- Podczas Eurowizji Junior 2025 produkcja pokazała w recapach najgorszy moment występu Marianki Kłos, co rozwścieczyło polskich fanów.
- Widzowie zarzucają organizatorom niesprawiedliwe potraktowanie Polski i mówią wprost o sabotażu.
- Internauci masowo bronią młodej artystki, podkreślając, że wpadka nie powinna decydować o ocenie jej talentu.
Eurowizja Junior 2025 to kolejna edycja konkursu, w którym młodzi artyści z całej Europy walczą o głosy widzów i jurorów. Polskę w tym roku reprezentuje Marianka Kłos – utalentowana wokalistka, która od początku była wymieniana w gronie mocnych uczestniczek. Jej występ spotkał się z dużym zainteresowaniem fanów i pozytywnymi reakcjami przed finałem. Tym większe emocje wywołało to, co pokazano widzom tuż przed głosowaniem.

▶ _Treść zadania A_: Streść fragment strony w dwóch zdaniach.
▶ _Treść zadania B_: Wypisz z fragmentu strony wszystkie reakcje odbiorców na to, co pokazano w recapach z występu Marianki Kłos.

▶ _Zestawienie pozycji_:
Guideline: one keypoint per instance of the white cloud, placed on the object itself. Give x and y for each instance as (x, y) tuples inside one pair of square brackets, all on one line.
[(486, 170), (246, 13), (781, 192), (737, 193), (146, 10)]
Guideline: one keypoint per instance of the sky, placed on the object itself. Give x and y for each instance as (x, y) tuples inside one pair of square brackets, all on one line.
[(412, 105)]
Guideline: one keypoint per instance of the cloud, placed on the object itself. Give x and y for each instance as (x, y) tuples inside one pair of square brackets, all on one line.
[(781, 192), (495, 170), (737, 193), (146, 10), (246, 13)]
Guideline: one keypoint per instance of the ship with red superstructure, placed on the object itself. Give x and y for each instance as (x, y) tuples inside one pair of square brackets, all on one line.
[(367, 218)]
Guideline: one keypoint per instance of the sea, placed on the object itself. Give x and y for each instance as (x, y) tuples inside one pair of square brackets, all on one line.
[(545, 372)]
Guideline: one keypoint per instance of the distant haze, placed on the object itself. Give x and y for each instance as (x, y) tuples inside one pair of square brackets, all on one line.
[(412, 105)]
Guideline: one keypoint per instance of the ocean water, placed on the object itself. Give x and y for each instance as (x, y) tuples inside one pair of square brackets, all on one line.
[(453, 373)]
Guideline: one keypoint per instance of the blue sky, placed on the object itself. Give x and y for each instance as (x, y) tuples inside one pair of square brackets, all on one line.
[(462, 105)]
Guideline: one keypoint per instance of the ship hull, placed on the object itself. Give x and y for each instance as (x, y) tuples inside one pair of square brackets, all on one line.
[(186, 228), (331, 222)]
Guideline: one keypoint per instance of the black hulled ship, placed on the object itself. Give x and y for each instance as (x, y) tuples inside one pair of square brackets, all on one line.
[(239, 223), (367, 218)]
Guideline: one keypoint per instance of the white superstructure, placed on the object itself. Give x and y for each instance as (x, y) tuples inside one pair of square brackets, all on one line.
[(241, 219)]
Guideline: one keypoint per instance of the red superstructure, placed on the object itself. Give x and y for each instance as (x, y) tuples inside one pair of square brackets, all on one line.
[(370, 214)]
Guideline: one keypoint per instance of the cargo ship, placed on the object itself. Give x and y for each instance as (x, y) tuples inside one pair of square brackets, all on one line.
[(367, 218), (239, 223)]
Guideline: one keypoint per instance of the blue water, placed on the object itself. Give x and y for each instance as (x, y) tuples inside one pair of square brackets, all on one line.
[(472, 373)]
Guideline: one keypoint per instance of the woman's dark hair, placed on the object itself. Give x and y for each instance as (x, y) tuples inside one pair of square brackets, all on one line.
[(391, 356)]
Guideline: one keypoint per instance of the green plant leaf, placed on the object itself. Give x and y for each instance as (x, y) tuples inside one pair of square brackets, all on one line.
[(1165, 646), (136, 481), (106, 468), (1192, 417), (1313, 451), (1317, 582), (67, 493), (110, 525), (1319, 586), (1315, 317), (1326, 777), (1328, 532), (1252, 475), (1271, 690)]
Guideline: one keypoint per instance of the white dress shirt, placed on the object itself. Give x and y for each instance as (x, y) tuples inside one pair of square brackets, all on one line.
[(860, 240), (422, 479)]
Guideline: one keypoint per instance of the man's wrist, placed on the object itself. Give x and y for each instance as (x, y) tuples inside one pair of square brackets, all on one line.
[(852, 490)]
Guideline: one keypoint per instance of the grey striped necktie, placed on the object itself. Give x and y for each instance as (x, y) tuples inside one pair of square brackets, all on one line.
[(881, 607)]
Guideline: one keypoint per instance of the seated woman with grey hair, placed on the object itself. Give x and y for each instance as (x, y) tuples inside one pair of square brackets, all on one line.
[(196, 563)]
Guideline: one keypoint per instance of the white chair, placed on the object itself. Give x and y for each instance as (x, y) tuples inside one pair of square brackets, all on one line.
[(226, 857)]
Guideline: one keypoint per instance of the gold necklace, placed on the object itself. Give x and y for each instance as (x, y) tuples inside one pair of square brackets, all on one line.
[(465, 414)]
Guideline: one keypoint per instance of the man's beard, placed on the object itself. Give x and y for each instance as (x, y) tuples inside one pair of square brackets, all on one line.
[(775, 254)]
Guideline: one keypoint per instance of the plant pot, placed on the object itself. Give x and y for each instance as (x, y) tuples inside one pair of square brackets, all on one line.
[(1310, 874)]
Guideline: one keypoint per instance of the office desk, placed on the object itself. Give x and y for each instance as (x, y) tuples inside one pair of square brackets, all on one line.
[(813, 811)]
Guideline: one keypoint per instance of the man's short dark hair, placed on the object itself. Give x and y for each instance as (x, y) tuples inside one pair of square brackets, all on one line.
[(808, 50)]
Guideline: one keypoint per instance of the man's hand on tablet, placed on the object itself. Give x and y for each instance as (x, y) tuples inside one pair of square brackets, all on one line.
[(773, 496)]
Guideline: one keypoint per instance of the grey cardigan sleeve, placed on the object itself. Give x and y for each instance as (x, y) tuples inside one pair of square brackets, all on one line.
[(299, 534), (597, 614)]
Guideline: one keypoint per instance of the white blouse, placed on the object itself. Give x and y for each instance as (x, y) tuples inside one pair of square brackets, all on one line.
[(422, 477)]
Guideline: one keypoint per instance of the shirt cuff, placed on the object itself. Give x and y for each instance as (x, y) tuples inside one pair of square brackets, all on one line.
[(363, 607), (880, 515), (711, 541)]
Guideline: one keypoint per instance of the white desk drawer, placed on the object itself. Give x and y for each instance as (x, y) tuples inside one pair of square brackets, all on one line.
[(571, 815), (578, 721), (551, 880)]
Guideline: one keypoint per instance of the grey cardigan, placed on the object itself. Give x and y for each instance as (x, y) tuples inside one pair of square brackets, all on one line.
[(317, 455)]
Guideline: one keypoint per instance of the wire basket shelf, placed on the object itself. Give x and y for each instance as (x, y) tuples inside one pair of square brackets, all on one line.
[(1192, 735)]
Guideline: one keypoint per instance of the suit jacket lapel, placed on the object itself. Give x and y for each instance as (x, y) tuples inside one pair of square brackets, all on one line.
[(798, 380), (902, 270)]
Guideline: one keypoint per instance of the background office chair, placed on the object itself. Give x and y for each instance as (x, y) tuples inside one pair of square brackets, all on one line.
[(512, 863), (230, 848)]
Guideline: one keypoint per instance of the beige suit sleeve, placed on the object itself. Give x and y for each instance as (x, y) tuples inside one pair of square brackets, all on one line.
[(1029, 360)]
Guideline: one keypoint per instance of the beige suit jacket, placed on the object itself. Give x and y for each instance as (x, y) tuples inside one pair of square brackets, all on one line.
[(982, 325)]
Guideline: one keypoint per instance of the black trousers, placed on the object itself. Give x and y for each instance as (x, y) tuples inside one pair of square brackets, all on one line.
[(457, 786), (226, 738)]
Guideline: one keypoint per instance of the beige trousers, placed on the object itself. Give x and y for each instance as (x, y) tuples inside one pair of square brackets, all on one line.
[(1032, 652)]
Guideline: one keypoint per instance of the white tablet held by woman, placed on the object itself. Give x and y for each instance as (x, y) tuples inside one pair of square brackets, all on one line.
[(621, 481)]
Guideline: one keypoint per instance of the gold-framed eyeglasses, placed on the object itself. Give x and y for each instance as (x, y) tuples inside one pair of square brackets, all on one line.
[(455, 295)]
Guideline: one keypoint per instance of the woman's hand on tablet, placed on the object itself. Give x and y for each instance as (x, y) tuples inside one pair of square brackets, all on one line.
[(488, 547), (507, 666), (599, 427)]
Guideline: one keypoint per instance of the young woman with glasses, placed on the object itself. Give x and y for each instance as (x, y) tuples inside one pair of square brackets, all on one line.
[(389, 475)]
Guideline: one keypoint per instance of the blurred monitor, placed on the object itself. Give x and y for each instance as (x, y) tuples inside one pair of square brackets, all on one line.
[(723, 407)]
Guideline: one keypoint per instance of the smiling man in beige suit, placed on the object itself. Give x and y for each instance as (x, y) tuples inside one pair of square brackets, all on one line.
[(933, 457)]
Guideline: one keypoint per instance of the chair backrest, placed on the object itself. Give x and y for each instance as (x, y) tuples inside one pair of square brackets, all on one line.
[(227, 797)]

▶ _Odpowiedź pisemna A_: Podczas Eurowizji Junior 2025 produkcja pokazała w recapach najgorszy moment występu reprezentantki Polski, Marianki Kłos, co rozwścieczyło polskich fanów. Widzowie zarzucają organizatorom niesprawiedliwe potraktowanie Polski i mówią o sabotażu, a internauci masowo bronią młodej artystki, podkreślając, że wpadka nie powinna decydować o ocenie jej talentu.

▶ _Odpowiedź pisemna B_:
- rozwścieczenie polskich fanów
- zarzucanie organizatorom niesprawiedliwego potraktowania Polski
- mówienie wprost o sabotażu
- masowa obrona młodej artystki i podkreślanie, że wpadka nie powinna decydować o ocenie jej talentu